Segment Start: Data for the task
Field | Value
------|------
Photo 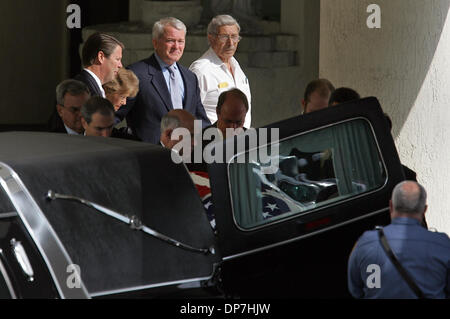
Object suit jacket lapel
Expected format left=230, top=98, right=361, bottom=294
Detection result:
left=178, top=64, right=192, bottom=111
left=148, top=55, right=172, bottom=112
left=82, top=70, right=102, bottom=97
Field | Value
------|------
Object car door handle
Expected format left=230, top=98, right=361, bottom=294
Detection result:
left=10, top=238, right=34, bottom=282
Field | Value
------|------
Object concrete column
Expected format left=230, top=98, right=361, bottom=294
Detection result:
left=0, top=0, right=69, bottom=125
left=281, top=0, right=320, bottom=78
left=320, top=0, right=450, bottom=234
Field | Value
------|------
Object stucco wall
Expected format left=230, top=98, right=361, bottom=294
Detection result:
left=320, top=0, right=450, bottom=234
left=0, top=0, right=69, bottom=125
left=250, top=0, right=320, bottom=126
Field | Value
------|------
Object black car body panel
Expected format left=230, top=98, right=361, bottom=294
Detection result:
left=208, top=97, right=404, bottom=297
left=0, top=97, right=404, bottom=298
left=0, top=134, right=220, bottom=298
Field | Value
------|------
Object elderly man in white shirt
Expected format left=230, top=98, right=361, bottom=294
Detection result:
left=189, top=15, right=252, bottom=128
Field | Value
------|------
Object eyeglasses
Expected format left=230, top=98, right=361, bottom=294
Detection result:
left=215, top=34, right=242, bottom=43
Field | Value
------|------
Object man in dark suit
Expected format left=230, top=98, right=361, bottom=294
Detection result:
left=48, top=33, right=124, bottom=131
left=51, top=79, right=91, bottom=135
left=116, top=17, right=210, bottom=144
left=81, top=96, right=138, bottom=140
left=191, top=88, right=249, bottom=172
left=212, top=88, right=248, bottom=139
left=75, top=32, right=124, bottom=97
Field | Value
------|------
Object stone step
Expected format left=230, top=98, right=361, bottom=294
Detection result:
left=120, top=49, right=296, bottom=69
left=82, top=22, right=298, bottom=55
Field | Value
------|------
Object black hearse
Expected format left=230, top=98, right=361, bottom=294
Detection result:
left=0, top=97, right=404, bottom=298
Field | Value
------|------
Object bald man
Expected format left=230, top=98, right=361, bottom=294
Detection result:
left=348, top=181, right=450, bottom=299
left=301, top=79, right=335, bottom=114
left=160, top=109, right=196, bottom=152
left=161, top=109, right=216, bottom=230
left=214, top=88, right=248, bottom=139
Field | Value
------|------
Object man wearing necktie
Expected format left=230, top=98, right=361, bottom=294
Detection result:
left=75, top=32, right=124, bottom=98
left=168, top=64, right=183, bottom=109
left=49, top=33, right=123, bottom=133
left=116, top=17, right=210, bottom=144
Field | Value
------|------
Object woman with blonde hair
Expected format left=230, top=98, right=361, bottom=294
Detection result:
left=103, top=68, right=139, bottom=111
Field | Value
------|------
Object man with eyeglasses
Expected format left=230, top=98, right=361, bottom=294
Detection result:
left=52, top=79, right=91, bottom=135
left=190, top=15, right=252, bottom=129
left=116, top=17, right=210, bottom=144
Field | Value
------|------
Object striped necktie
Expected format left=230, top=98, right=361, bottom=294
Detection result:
left=168, top=65, right=183, bottom=109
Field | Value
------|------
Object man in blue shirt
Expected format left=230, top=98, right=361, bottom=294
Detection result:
left=348, top=181, right=450, bottom=298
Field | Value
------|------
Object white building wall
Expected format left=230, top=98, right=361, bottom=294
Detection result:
left=320, top=0, right=450, bottom=234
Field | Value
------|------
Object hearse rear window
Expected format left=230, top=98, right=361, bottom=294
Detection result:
left=228, top=118, right=387, bottom=230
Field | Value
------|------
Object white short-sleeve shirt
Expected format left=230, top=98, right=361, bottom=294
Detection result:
left=189, top=48, right=252, bottom=128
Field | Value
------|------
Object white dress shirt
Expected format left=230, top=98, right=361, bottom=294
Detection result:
left=84, top=68, right=105, bottom=98
left=189, top=48, right=252, bottom=128
left=64, top=124, right=81, bottom=135
left=154, top=53, right=185, bottom=108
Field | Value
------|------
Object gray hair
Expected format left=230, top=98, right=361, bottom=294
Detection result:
left=56, top=79, right=90, bottom=105
left=207, top=14, right=241, bottom=35
left=161, top=114, right=180, bottom=133
left=152, top=17, right=187, bottom=40
left=392, top=181, right=427, bottom=214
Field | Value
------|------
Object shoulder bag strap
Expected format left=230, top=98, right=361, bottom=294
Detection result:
left=376, top=226, right=425, bottom=299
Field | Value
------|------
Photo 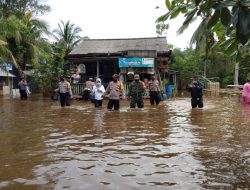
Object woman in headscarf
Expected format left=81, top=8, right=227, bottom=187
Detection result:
left=92, top=78, right=105, bottom=107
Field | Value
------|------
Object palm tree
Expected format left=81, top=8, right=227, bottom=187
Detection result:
left=0, top=16, right=23, bottom=74
left=1, top=13, right=51, bottom=71
left=53, top=20, right=82, bottom=55
left=0, top=39, right=22, bottom=74
left=20, top=12, right=51, bottom=69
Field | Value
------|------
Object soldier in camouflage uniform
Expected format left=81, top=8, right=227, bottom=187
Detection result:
left=128, top=74, right=146, bottom=108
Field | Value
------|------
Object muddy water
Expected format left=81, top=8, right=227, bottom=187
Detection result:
left=0, top=96, right=249, bottom=190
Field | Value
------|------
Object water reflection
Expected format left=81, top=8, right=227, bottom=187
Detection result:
left=242, top=104, right=250, bottom=124
left=0, top=96, right=249, bottom=189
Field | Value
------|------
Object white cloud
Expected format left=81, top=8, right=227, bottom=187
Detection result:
left=44, top=0, right=200, bottom=49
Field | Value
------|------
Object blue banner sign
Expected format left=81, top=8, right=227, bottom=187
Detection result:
left=119, top=58, right=154, bottom=68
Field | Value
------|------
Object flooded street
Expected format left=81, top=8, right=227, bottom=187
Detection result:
left=0, top=95, right=249, bottom=190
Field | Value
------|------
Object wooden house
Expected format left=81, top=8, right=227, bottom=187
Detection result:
left=67, top=37, right=172, bottom=94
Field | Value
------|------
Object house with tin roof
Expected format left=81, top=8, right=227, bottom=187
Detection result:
left=67, top=37, right=172, bottom=94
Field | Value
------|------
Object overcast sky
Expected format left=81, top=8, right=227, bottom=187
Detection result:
left=44, top=0, right=199, bottom=49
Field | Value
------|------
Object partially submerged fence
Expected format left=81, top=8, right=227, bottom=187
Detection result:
left=205, top=82, right=220, bottom=95
left=72, top=83, right=85, bottom=95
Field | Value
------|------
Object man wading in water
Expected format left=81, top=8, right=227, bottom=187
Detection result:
left=55, top=76, right=72, bottom=107
left=188, top=76, right=204, bottom=108
left=18, top=77, right=28, bottom=100
left=105, top=74, right=124, bottom=111
left=148, top=74, right=161, bottom=105
left=128, top=74, right=146, bottom=109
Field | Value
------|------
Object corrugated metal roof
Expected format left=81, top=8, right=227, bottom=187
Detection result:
left=0, top=68, right=16, bottom=77
left=69, top=37, right=168, bottom=55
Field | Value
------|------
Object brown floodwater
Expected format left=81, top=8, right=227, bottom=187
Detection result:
left=0, top=95, right=249, bottom=190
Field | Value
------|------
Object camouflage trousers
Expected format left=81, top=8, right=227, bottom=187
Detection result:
left=130, top=96, right=144, bottom=108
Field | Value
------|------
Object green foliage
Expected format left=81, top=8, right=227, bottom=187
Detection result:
left=0, top=1, right=85, bottom=93
left=1, top=13, right=51, bottom=70
left=28, top=19, right=83, bottom=93
left=0, top=39, right=22, bottom=74
left=207, top=10, right=220, bottom=29
left=53, top=20, right=82, bottom=56
left=221, top=7, right=231, bottom=27
left=170, top=47, right=237, bottom=87
left=170, top=48, right=204, bottom=79
left=238, top=52, right=250, bottom=83
left=156, top=0, right=250, bottom=86
left=156, top=0, right=250, bottom=55
left=247, top=72, right=250, bottom=81
left=236, top=7, right=250, bottom=45
left=32, top=56, right=65, bottom=92
left=156, top=22, right=169, bottom=37
left=0, top=0, right=50, bottom=19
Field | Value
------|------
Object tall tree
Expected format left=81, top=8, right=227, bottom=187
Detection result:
left=170, top=47, right=234, bottom=86
left=0, top=0, right=51, bottom=73
left=19, top=12, right=50, bottom=69
left=0, top=13, right=51, bottom=71
left=53, top=20, right=82, bottom=56
left=0, top=39, right=22, bottom=74
left=0, top=16, right=23, bottom=73
left=157, top=0, right=250, bottom=85
left=157, top=0, right=250, bottom=51
left=0, top=0, right=50, bottom=18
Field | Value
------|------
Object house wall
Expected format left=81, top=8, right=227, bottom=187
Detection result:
left=0, top=77, right=13, bottom=96
left=0, top=84, right=10, bottom=95
left=127, top=50, right=157, bottom=58
left=70, top=58, right=119, bottom=88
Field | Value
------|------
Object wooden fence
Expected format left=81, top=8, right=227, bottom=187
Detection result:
left=72, top=83, right=85, bottom=95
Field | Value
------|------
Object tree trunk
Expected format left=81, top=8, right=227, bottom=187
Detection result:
left=234, top=62, right=239, bottom=85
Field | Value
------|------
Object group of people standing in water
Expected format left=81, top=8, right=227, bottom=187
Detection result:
left=56, top=73, right=162, bottom=110
left=55, top=73, right=206, bottom=110
left=19, top=73, right=250, bottom=108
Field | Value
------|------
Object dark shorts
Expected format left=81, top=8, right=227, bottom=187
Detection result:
left=60, top=93, right=70, bottom=107
left=191, top=97, right=203, bottom=108
left=149, top=91, right=160, bottom=105
left=82, top=89, right=91, bottom=101
left=20, top=90, right=28, bottom=100
left=107, top=99, right=120, bottom=110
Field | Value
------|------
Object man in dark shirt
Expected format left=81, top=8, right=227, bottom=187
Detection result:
left=188, top=76, right=204, bottom=108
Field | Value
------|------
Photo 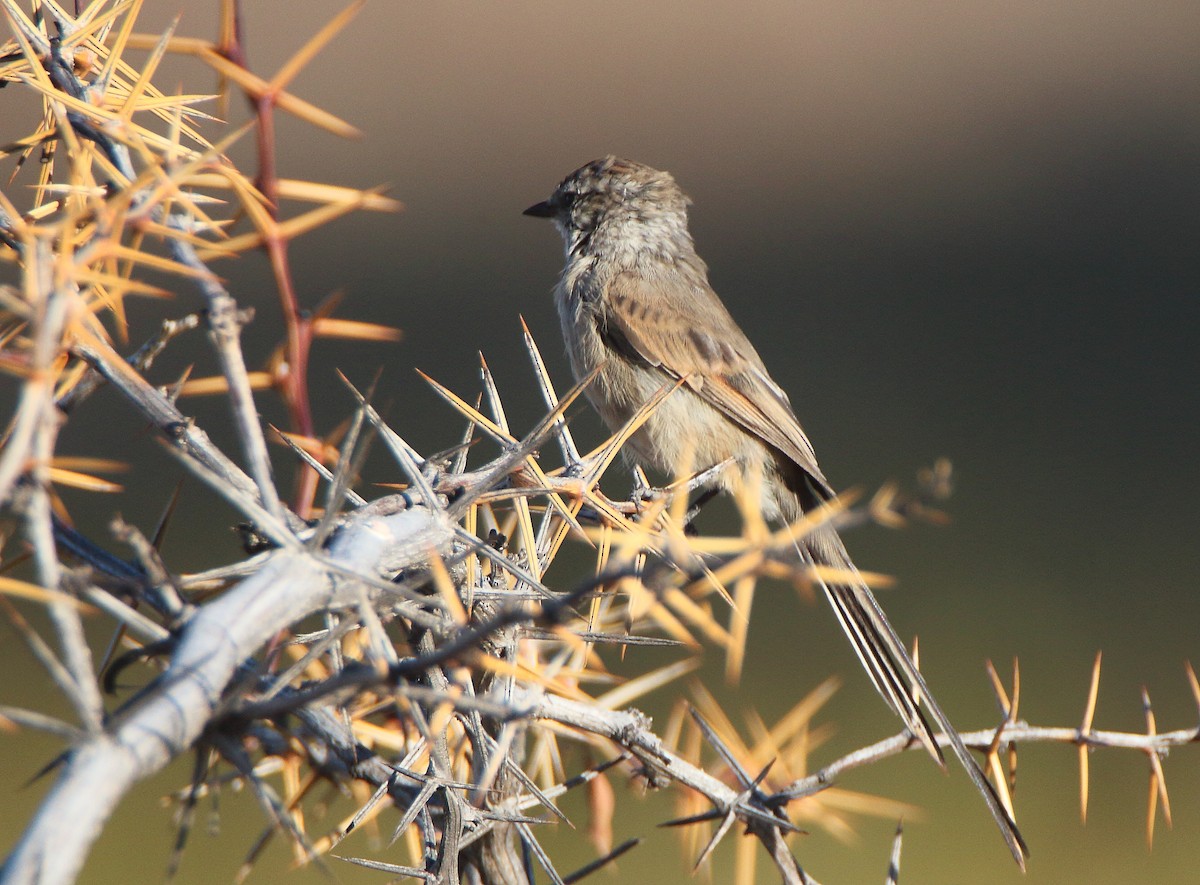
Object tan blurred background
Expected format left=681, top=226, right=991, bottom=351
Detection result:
left=3, top=1, right=1200, bottom=882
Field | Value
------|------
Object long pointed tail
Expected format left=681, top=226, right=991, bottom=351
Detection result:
left=801, top=526, right=1029, bottom=869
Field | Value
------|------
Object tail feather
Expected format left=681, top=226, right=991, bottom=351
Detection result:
left=801, top=526, right=1029, bottom=869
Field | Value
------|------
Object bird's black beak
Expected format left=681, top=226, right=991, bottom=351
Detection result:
left=523, top=200, right=555, bottom=218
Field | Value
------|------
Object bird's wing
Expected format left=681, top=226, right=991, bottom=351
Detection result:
left=602, top=268, right=832, bottom=494
left=600, top=269, right=1029, bottom=867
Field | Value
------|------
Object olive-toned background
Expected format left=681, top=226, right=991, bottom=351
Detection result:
left=3, top=1, right=1199, bottom=882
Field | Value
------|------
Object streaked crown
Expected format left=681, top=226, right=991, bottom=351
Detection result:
left=525, top=156, right=694, bottom=260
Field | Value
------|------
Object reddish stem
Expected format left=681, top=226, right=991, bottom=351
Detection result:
left=219, top=3, right=319, bottom=517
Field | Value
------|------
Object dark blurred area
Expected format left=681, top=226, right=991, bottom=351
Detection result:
left=2, top=1, right=1199, bottom=882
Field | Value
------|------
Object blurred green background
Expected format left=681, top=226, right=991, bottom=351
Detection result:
left=3, top=0, right=1199, bottom=881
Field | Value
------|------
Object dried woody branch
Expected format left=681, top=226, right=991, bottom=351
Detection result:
left=0, top=4, right=1195, bottom=885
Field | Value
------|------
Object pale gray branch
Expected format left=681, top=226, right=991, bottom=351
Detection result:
left=0, top=501, right=454, bottom=885
left=772, top=721, right=1200, bottom=804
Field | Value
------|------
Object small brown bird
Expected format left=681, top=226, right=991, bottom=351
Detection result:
left=525, top=156, right=1027, bottom=866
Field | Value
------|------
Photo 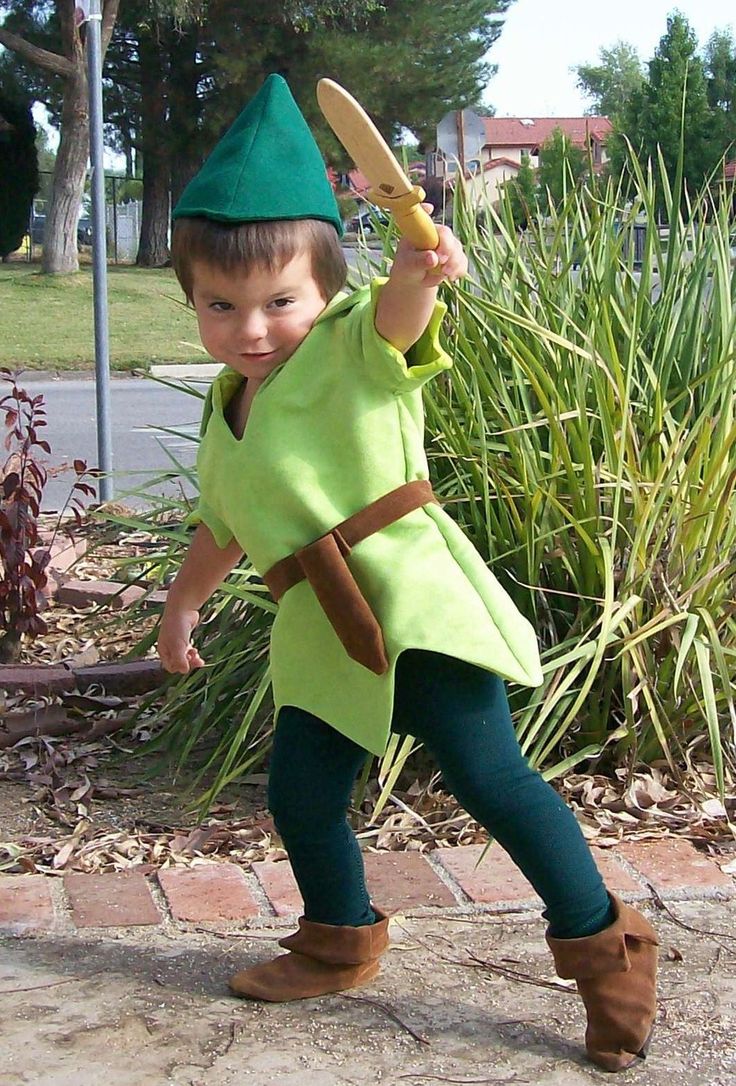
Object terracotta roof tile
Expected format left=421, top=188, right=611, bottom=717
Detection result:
left=483, top=116, right=612, bottom=149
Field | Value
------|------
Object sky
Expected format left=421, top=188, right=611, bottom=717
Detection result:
left=485, top=0, right=736, bottom=117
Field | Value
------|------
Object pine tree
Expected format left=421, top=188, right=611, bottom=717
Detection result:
left=504, top=152, right=537, bottom=229
left=610, top=14, right=719, bottom=202
left=537, top=128, right=586, bottom=210
left=101, top=0, right=511, bottom=261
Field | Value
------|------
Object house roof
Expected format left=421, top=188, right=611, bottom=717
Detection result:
left=326, top=165, right=372, bottom=196
left=330, top=163, right=426, bottom=199
left=483, top=116, right=612, bottom=149
left=725, top=161, right=736, bottom=180
left=483, top=156, right=521, bottom=172
left=348, top=168, right=371, bottom=196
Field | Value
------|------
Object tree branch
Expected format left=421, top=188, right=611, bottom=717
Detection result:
left=102, top=0, right=122, bottom=55
left=0, top=26, right=75, bottom=80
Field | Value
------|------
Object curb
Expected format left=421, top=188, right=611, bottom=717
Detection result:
left=18, top=366, right=215, bottom=382
left=18, top=371, right=154, bottom=382
left=150, top=363, right=221, bottom=379
left=1, top=838, right=734, bottom=937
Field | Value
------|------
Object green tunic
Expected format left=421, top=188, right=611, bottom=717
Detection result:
left=193, top=279, right=543, bottom=755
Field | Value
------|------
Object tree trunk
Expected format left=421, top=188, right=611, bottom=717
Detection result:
left=168, top=22, right=205, bottom=212
left=136, top=156, right=170, bottom=266
left=28, top=2, right=89, bottom=277
left=0, top=1, right=121, bottom=276
left=136, top=23, right=170, bottom=267
left=42, top=69, right=89, bottom=274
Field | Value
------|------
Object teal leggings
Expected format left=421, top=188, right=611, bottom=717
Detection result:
left=269, top=650, right=613, bottom=938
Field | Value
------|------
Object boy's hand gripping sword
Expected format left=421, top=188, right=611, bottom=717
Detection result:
left=317, top=78, right=439, bottom=252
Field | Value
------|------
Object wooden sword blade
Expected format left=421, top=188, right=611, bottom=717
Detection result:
left=317, top=78, right=413, bottom=198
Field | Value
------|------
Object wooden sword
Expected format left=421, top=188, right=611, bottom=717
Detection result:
left=317, top=78, right=439, bottom=252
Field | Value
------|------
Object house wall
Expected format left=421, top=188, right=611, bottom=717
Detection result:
left=481, top=141, right=606, bottom=169
left=481, top=146, right=538, bottom=167
left=466, top=163, right=520, bottom=206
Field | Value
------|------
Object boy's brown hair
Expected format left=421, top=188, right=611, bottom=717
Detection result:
left=171, top=217, right=347, bottom=304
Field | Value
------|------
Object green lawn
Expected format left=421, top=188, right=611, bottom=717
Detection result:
left=0, top=262, right=206, bottom=371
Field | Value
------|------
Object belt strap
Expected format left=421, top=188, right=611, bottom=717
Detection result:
left=262, top=480, right=437, bottom=675
left=264, top=479, right=437, bottom=602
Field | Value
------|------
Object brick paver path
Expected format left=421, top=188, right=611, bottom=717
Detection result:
left=1, top=838, right=733, bottom=935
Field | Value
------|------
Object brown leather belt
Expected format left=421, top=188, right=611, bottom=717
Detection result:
Segment End: Data for the task
All lines from the start of the entries through the one with "Object eyeglasses" are to be output exactly; omit the pictures.

Field | Value
------|------
Photo 
Object suit jacket lapel
Expected format left=230, top=98, right=361, bottom=294
Detection result:
left=178, top=64, right=192, bottom=111
left=148, top=55, right=172, bottom=112
left=82, top=70, right=102, bottom=97
Field | Value
------|------
Object car door handle
Expected format left=230, top=98, right=361, bottom=294
Detection result:
left=10, top=238, right=34, bottom=282
Field | Value
------|------
Object concrete column
Expected format left=230, top=98, right=361, bottom=294
Detection result:
left=0, top=0, right=69, bottom=125
left=281, top=0, right=320, bottom=78
left=320, top=0, right=450, bottom=234
Field | Value
------|------
Object stucco wall
Expected format left=230, top=98, right=361, bottom=294
Detection result:
left=320, top=0, right=450, bottom=234
left=0, top=0, right=69, bottom=125
left=250, top=0, right=320, bottom=126
Field | Value
------|------
Object black car body panel
Expected format left=230, top=98, right=361, bottom=294
Detection result:
left=208, top=97, right=404, bottom=297
left=0, top=97, right=404, bottom=298
left=0, top=134, right=220, bottom=298
Field | Value
------|------
Object elderly man in white shirt
Expected format left=230, top=98, right=361, bottom=294
Detection result:
left=189, top=15, right=252, bottom=128
Field | Value
------|------
Object eyeglasses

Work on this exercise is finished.